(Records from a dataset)
--- begin ---
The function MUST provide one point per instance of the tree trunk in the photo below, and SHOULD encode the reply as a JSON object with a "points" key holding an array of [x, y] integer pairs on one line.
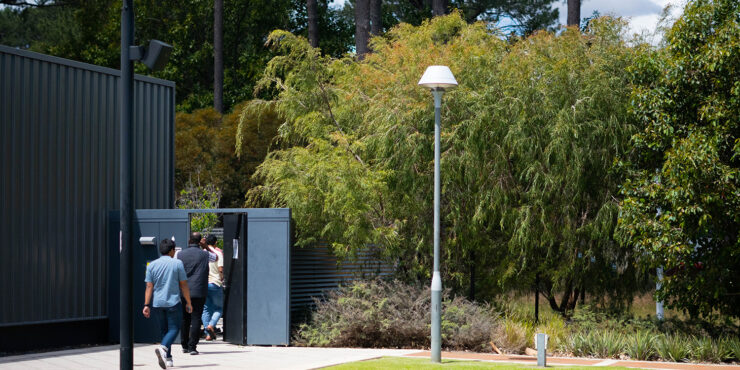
{"points": [[218, 55], [376, 17], [574, 13], [362, 27], [313, 23], [438, 7]]}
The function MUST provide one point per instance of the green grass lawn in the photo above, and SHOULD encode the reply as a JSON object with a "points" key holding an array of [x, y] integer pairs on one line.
{"points": [[423, 363]]}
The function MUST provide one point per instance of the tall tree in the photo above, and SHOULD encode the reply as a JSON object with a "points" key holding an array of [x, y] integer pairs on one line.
{"points": [[529, 141], [376, 17], [218, 55], [681, 209], [439, 7], [574, 13], [362, 27]]}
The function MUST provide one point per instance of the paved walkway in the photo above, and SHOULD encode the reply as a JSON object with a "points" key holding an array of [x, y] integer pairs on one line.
{"points": [[227, 356], [212, 355]]}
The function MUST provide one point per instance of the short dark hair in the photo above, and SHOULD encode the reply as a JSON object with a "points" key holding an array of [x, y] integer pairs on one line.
{"points": [[166, 245], [195, 237], [211, 239]]}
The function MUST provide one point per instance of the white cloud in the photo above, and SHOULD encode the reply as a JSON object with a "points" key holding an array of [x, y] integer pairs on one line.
{"points": [[643, 15]]}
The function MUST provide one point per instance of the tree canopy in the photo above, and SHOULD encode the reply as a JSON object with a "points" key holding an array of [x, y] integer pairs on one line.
{"points": [[529, 141], [682, 200]]}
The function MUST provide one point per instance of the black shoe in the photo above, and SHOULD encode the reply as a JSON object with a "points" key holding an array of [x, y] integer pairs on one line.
{"points": [[161, 353], [211, 332]]}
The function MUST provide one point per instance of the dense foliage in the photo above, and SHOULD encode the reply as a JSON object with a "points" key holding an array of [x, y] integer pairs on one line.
{"points": [[682, 201], [529, 139], [392, 314], [205, 150]]}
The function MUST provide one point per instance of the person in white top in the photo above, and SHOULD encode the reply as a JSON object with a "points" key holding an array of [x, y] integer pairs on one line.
{"points": [[215, 299]]}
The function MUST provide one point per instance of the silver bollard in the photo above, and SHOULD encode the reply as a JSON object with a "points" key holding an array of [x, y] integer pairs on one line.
{"points": [[540, 344]]}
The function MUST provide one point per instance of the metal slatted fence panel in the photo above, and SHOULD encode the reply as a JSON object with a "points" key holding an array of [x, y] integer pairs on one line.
{"points": [[314, 271], [59, 178]]}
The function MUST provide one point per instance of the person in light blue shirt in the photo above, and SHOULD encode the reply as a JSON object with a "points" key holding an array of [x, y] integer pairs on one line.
{"points": [[165, 279]]}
--- end ---
» What is being asked:
Can you return all of the records above verbatim, with the pictures left out?

» Solution for this problem:
The function MUST provide one point per instance of the tree trunk in the photo below, and SHOULD encode the reply as a JSON object with a "points" key holding an array of [x, y] integer pairs on one line.
{"points": [[218, 55], [376, 17], [574, 13], [362, 27], [313, 23], [438, 7]]}
The function MUST provide one point per instance of the green grass lawn in the photo above, and SHOULD encode the reply as a JSON object with a "points" key holding an array of [x, y] integer pairs on one line.
{"points": [[423, 363]]}
The function MUST provide one point per instance of the tall tree in the photo above, and SHOULD encode the reply as a JSON object with a "points" key holding an array of [x, y] integer pairs on one line.
{"points": [[529, 141], [376, 17], [218, 55], [681, 209], [439, 7], [574, 13], [362, 27]]}
The function MUST provide one point per instance of the paved walkway in the photo above, and SHOULD encode the reply as a JSON object with a "points" key holding an array of [x, y] integer pairs on one line.
{"points": [[227, 356], [212, 355]]}
The function MUST provide one point per instance of the short dark hair in the photo above, and SHOULD encode the reply as a JSON object with a "points" key holding an array of [x, y] integer pairs on one line.
{"points": [[166, 245], [195, 237], [211, 239]]}
The function MUST provide one point per instance of the white cloud in the photo above, and SHOULD encode the reply as a JSON object with a "points" key holding an array of [x, y] integer pairs on one line.
{"points": [[643, 15]]}
The function MUST provide one point per instance of the tree canopy in the photo above, and SHOULD encode the reply as a JSON object with a "points" key holding an array of [x, y] integer pairs on one line.
{"points": [[529, 141], [682, 200]]}
The function MUST provide one point per instance of the black shoe in the photo above, and SHOULD encode the reply as a JSON object with a "points" key holding an array of [x, y] integer pairs on one line.
{"points": [[161, 353], [211, 332]]}
The function MUST provide one point per instance of the dense foliage in the photo above, and SHOULD encode the reply as a JSON object with a "points" key holding an array of [x, y] integer pairs on one line.
{"points": [[682, 201], [529, 139], [392, 314], [205, 150]]}
The function MUST provide one point per instance of the person in white top in the photo above, and SHOULD encode the reply as a JSON object with a "points" key holding an array of [x, y] integer pairs on one line.
{"points": [[215, 299]]}
The function MUST provide one point per instance of the silver bollard in the photo above, and SHOULD encode the reply as a JSON object with a "points" key holding an array of [x, y] integer pairs on one line.
{"points": [[540, 344]]}
The function MUST provide one point per instance of the metal slatted fence panel in the photo above, and SHOULD encode the reply as a JSON object with a "points" key holding an array of [x, y] integer pairs on one line.
{"points": [[314, 271], [59, 178]]}
The function MUST provide one point per instance of the person in light blue shirt in the photo above, and SHOULD encode the reply as a JSON object with a "points" key holding an array of [x, y] integer pairs on one line.
{"points": [[165, 279]]}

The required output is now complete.